# Text under study

***

Alvarez, a wealthy Miami real estate developer, said he met Abascal in 2002 or 2003 as part of secret contacts with Cuban men who identified themselves as officers in the island’s armed forces and opponents of the Castro government.
The “officers” were real, Alvarez said, but he always knew that Abascal was a Cuban infiltrator.
“He always asked too much. He tried to get into everything,” Alvarez said. “And when something seems too good to be true, it usually is.”
Abascal nevertheless was hired as a handyman at some of Alvarez’s properties, and turned up with Alvarez in Panama in 2004 to voice their support for Posada and three other exiles on trial on charges of plotting to assassinate then-Cuban ruler Fidel Castro.
He also volunteered often as a deckhand on Alvarez’s converted shrimper, the Santrina, and testified that he was aboard when it was used to smuggle Posada from Isla Mujeres in Mexico to Miami in March 2005, after Posada and the others were pardoned on the Panama charges.
Wanted by Cuba and Venezuela on separate terrorism charges, Posada later told U.S. immigration officials that he arrived across the U.S. land border with Mexico. U.S. prosecutors charged the CIA-trained explosives expert with 11 counts of perjury.
As the FBI investigated Alvarez’s role in the Posada arrival, the developer ordered Abascal and another of his handymen, Osvaldo Mitat, to move a cache of illegal weapons to a new hiding spot. Abascal made one call to a Miami woman believed to be his Cuban intelligence handler, then called the FBI, according to the court records.
Facing Abascal’s testimony, Alvarez and Mitat pleaded guilty to the weapons charge, and served 30 months in prison. Unidentified friends later surrendered about 60 other illegal weapons as part of the deal with prosecutors.

***

# What you have to do
Could you write out the entire passage on Abascal and Alvarez word for word? None of the material after this point has any bearing on your work.

***

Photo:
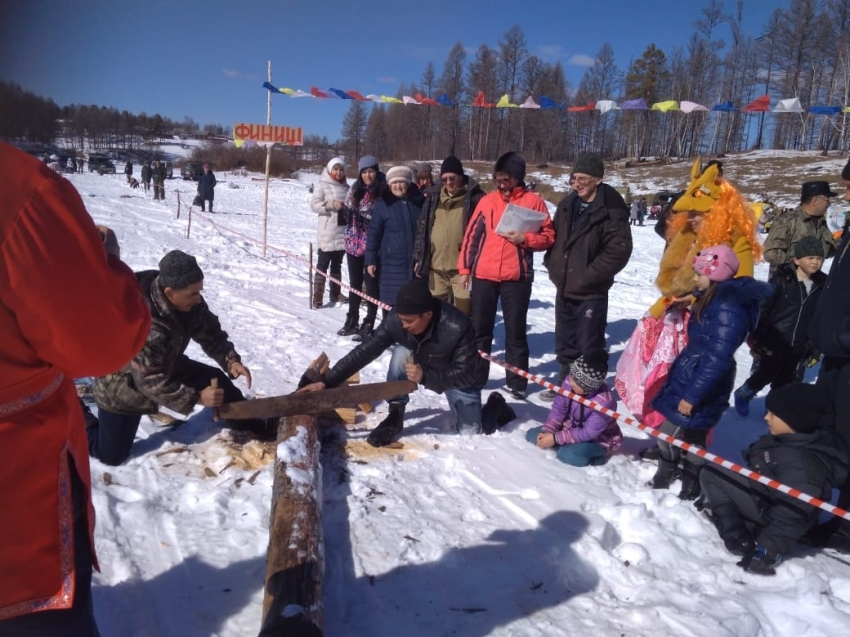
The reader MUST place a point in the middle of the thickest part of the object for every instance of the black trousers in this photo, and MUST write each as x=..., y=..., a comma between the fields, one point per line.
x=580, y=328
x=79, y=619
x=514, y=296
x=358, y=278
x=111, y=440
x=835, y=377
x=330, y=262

***

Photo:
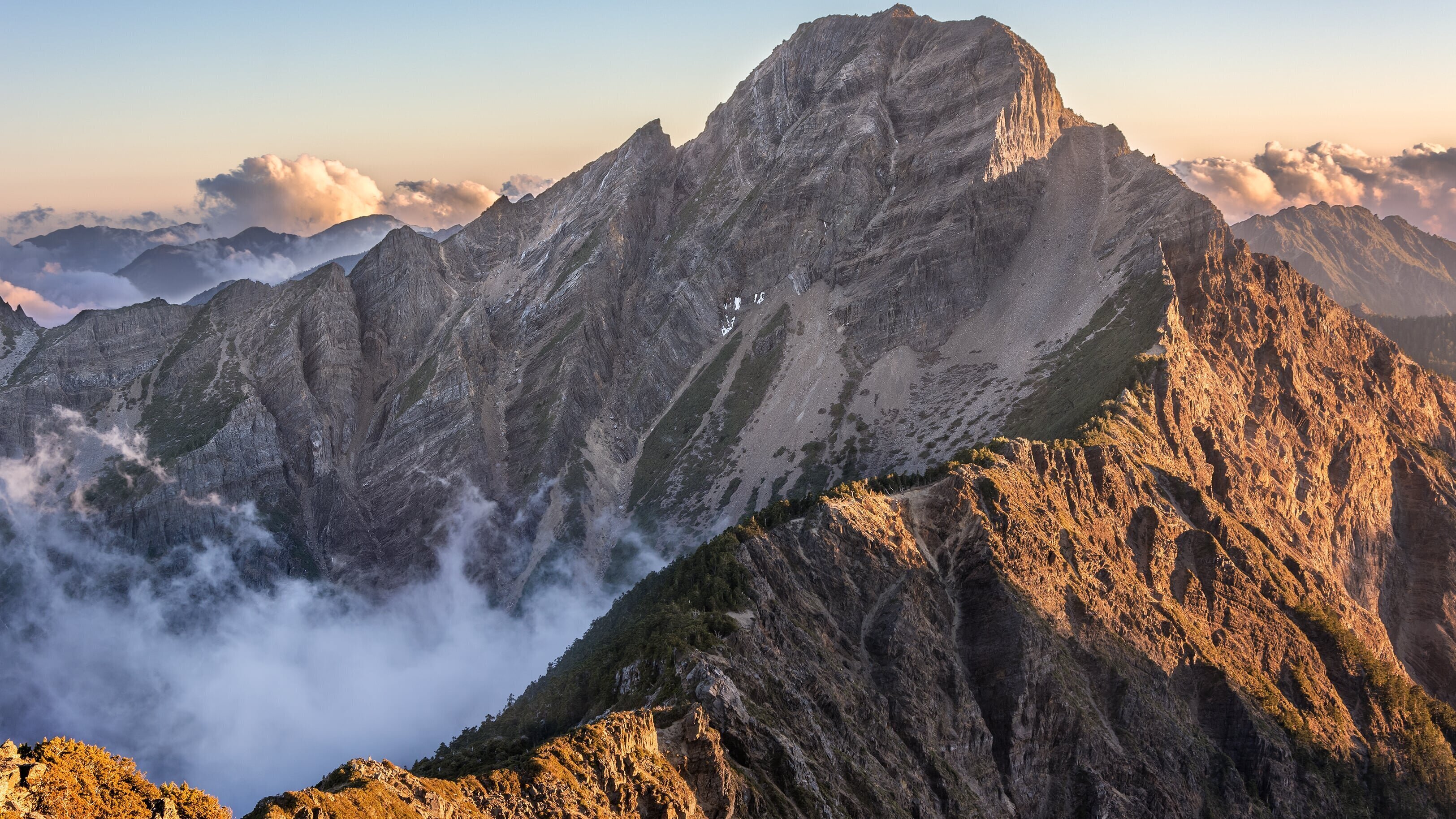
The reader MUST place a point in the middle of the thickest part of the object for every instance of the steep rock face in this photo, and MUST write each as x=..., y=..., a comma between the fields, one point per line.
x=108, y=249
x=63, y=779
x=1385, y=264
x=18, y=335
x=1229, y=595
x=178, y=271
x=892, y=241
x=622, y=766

***

# Solution for this problem
Alvarez, a wealthy Miami real estate developer, said he met Abascal in 2002 or 2003 as part of secret contacts with Cuban men who identified themselves as officers in the island’s armed forces and opponents of the Castro government.
The “officers” were real, Alvarez said, but he always knew that Abascal was a Cuban infiltrator.
“He always asked too much. He tried to get into everything,” Alvarez said. “And when something seems too good to be true, it usually is.”
Abascal nevertheless was hired as a handyman at some of Alvarez’s properties, and turned up with Alvarez in Panama in 2004 to voice their support for Posada and three other exiles on trial on charges of plotting to assassinate then-Cuban ruler Fidel Castro.
He also volunteered often as a deckhand on Alvarez’s converted shrimper, the Santrina, and testified that he was aboard when it was used to smuggle Posada from Isla Mujeres in Mexico to Miami in March 2005, after Posada and the others were pardoned on the Panama charges.
Wanted by Cuba and Venezuela on separate terrorism charges, Posada later told U.S. immigration officials that he arrived across the U.S. land border with Mexico. U.S. prosecutors charged the CIA-trained explosives expert with 11 counts of perjury.
As the FBI investigated Alvarez’s role in the Posada arrival, the developer ordered Abascal and another of his handymen, Osvaldo Mitat, to move a cache of illegal weapons to a new hiding spot. Abascal made one call to a Miami woman believed to be his Cuban intelligence handler, then called the FBI, according to the court records.
Facing Abascal’s testimony, Alvarez and Mitat pleaded guilty to the weapons charge, and served 30 months in prison. Unidentified friends later surrendered about 60 other illegal weapons as part of the deal with prosecutors.